- Page text -

_ _ _ _ _

Our next question comes from Mark Riddick with Sidoti. Please proceed with your question. Hey, good morning. Morning, Mark.
So many topics have already been sort of covered and some of my favorite questions have already been jumped on. So one of the things I did want to touch on is every once in a while we do tend to see whether it's sort of emerging themes or emerging practice areas that maybe are a little bit below the radar. Are there any types of examples like that that you're seeing that have maybe picked up during the course of the year that maybe we don't get to talk about as much or whether it's something around the regulatory or cryptocurrency-like or anything like that that is the kind of thing that might be more of a leading growth driver in the quarters ahead?
I can't point to one Of the factors that have emerged say in the last one or two quarters a lot of the trends that we are Enjoying now have been in play for the last several years as an example. We tried to highlight some of the demand arising from diversity equity inclusion efforts or on ESG efforts that both our labor and employment practice are enjoying and our energy practice and is enjoying. So that's an example of some trends that are manifesting itself in more demand, but still relative to the aggregate revenue that we're producing in the quarter, it's still relatively small. So the performance is still driven with what I would call base demand generators right now.
Okay, great. I wanted to circle back to the commentary around the legal activity and maybe some of the things that are taking place there. Are you getting any sense that maybe any of the law firms that you work with are making sort of any changes as to sort of what they're looking for, or is it too early to sort of see any meaningful differences in how they're handling what they're seeing as far as the ultimate throughput through the courts?
Yeah, we haven't seen a shift in terms of demand coming out from the law firms. The communications that we've enjoyed with them, again, is more of a continuation of the trends that we've seen over the last several quarters.
Okay, great. And then the last thing I was sort of curious about with the hiring pickup that you have in mind already for the remainder of the year, which is certainly encouraging and certainly indicates plans to continue to invest going forward. I was thinking about whether or not there are any particular practice areas that are a little tougher to recruit for than others. And I'm thinking more along the lines of sort of the younger recruits coming in as opposed to the seasoned folks, if there are any shortages out there that we should be thinking about.

_ _ _ _ _

- Available data -
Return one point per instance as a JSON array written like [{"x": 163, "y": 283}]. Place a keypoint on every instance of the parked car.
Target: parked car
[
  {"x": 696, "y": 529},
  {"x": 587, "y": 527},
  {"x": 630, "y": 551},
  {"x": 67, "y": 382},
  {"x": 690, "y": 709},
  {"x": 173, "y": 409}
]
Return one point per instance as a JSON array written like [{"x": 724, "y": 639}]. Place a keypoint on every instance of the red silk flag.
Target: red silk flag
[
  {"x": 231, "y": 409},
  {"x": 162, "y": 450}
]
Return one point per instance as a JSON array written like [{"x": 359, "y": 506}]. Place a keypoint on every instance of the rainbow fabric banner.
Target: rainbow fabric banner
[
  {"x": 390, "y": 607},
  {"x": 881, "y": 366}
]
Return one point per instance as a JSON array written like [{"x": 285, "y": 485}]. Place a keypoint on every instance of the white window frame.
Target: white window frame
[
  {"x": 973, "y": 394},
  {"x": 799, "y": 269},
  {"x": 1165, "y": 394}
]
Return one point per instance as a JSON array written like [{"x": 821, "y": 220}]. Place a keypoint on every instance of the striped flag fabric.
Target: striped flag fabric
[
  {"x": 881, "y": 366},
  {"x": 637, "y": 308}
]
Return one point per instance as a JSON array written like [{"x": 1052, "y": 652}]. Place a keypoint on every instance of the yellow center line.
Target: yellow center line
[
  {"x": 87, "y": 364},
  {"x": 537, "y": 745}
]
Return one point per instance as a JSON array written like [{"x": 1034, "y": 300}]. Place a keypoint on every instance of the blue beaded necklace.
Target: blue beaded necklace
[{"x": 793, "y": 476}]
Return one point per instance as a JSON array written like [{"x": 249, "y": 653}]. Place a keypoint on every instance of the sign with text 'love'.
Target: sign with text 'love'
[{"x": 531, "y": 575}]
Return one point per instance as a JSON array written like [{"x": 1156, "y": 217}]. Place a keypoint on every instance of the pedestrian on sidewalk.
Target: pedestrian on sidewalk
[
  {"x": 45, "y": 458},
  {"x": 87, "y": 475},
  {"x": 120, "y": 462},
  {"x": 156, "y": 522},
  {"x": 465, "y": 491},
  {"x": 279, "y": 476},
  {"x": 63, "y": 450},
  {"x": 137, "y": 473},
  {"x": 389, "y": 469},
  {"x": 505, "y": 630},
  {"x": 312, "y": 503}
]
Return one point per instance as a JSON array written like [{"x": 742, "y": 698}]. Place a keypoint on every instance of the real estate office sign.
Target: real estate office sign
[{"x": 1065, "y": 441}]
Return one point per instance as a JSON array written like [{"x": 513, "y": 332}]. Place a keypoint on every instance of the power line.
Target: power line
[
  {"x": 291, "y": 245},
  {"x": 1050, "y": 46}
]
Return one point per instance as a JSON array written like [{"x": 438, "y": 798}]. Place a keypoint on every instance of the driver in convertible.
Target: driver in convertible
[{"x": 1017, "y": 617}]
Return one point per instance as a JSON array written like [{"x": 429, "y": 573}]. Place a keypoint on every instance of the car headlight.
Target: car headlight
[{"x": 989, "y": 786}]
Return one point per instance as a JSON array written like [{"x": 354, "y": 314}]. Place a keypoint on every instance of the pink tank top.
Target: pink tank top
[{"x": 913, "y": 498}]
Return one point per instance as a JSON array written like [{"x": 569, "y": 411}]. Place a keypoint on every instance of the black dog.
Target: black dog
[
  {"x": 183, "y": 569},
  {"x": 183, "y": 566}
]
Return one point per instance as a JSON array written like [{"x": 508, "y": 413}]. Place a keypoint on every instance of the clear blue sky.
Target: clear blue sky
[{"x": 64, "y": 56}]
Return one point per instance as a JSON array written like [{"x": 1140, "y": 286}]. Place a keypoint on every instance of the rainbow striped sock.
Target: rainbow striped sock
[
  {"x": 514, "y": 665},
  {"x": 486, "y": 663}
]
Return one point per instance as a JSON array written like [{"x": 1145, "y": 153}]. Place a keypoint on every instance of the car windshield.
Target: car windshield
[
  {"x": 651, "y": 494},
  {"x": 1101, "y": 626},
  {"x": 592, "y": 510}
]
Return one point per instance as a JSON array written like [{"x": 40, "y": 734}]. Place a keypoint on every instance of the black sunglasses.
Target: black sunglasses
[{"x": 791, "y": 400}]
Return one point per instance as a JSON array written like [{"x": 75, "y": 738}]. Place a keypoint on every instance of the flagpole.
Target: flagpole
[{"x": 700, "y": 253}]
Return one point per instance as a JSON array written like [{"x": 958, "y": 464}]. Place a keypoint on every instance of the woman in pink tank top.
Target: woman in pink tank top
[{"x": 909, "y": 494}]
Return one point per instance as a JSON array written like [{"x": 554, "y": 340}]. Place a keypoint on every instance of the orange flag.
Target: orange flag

_ _ _ _ _

- Task instructions -
1. In the call transcript, what firm is Mark Riddick with?
2. In the call transcript, list each topic Mark Riddick asks about.

- Exercise responses -
1. Sidoti

2.
- Emerging themes or practice areas, below the radar, that could become growth drivers in the quarters ahead
- Whether the law firms they work with are changing what they look for in light of court throughput
- Whether any practice areas are harder to recruit for, especially among younger recruits